Copy the records from the line containing "trace: blue sky;" down through the line containing "[[[0,119],[256,91],[256,8],[250,0],[0,1]]]", swapping "blue sky" for "clear sky" and changing nothing else. Give only those lines.
====== Available records ======
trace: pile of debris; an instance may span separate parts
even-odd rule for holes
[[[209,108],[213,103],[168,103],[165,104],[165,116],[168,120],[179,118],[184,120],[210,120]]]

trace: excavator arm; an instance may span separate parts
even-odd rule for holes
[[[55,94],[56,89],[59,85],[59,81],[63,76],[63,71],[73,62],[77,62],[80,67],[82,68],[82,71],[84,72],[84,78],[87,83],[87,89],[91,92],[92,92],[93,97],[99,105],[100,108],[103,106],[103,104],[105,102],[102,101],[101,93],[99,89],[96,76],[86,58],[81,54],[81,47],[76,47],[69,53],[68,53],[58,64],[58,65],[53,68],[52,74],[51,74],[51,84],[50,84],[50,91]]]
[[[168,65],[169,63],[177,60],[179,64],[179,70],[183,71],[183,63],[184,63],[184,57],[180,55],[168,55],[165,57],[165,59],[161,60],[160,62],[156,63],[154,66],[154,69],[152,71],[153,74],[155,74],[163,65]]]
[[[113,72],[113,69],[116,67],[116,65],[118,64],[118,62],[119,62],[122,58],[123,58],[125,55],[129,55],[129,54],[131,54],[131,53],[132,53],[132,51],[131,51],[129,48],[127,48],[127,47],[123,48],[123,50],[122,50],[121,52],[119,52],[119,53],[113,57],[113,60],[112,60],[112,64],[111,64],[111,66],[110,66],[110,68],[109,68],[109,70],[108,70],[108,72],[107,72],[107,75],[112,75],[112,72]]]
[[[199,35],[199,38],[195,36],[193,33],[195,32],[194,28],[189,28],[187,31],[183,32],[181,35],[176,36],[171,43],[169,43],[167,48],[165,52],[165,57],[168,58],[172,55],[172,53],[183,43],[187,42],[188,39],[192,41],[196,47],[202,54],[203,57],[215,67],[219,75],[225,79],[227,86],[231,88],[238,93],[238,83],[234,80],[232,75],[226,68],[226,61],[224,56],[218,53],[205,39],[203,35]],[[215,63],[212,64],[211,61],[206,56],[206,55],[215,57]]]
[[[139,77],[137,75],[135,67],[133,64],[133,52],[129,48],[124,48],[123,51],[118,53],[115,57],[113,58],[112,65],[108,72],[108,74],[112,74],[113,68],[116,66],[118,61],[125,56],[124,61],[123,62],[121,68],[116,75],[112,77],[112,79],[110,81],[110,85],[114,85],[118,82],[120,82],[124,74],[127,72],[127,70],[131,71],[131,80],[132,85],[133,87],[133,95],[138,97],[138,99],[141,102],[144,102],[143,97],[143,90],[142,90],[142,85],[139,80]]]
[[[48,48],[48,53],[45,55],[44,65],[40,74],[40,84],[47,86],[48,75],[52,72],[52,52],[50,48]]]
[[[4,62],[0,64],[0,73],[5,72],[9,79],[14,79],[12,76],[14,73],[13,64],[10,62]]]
======
====== Available records ======
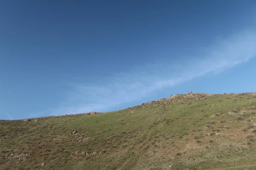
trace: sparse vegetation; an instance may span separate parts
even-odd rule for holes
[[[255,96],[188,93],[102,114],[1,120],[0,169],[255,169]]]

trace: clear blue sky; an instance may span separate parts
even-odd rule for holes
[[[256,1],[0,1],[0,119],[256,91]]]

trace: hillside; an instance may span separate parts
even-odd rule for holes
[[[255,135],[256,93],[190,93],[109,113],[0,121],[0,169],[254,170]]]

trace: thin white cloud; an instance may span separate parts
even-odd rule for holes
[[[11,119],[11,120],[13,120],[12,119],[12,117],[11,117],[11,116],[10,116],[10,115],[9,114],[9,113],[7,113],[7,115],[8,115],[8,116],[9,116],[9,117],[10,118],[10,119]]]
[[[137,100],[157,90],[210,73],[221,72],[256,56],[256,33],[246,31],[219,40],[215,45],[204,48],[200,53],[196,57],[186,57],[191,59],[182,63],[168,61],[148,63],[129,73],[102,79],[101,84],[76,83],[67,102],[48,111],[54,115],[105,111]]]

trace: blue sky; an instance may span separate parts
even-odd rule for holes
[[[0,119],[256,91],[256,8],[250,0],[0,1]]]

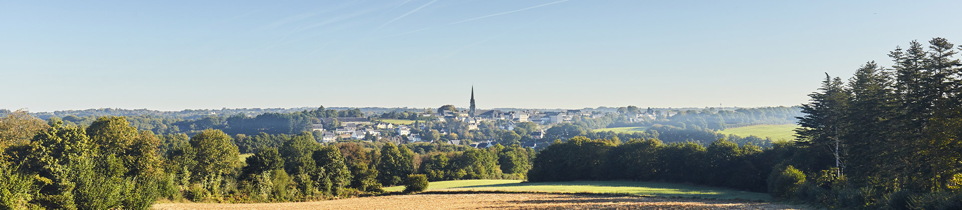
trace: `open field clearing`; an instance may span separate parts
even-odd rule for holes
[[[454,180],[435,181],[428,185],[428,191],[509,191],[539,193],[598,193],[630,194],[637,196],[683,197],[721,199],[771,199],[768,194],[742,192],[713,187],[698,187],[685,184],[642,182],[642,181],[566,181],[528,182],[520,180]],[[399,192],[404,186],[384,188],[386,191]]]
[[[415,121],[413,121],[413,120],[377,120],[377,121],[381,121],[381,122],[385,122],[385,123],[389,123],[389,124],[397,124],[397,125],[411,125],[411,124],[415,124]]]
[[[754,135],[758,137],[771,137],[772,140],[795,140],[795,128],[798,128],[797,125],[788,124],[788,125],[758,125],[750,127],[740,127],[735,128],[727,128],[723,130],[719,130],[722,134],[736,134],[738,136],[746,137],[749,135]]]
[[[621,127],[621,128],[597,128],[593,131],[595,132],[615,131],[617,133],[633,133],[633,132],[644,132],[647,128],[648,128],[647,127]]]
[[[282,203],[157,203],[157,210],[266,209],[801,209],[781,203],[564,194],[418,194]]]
======
▶ _Solution below_:
trace: clear sky; an instance may span separate parts
even-odd rule for holes
[[[0,119],[256,91],[256,8],[250,0],[0,1]]]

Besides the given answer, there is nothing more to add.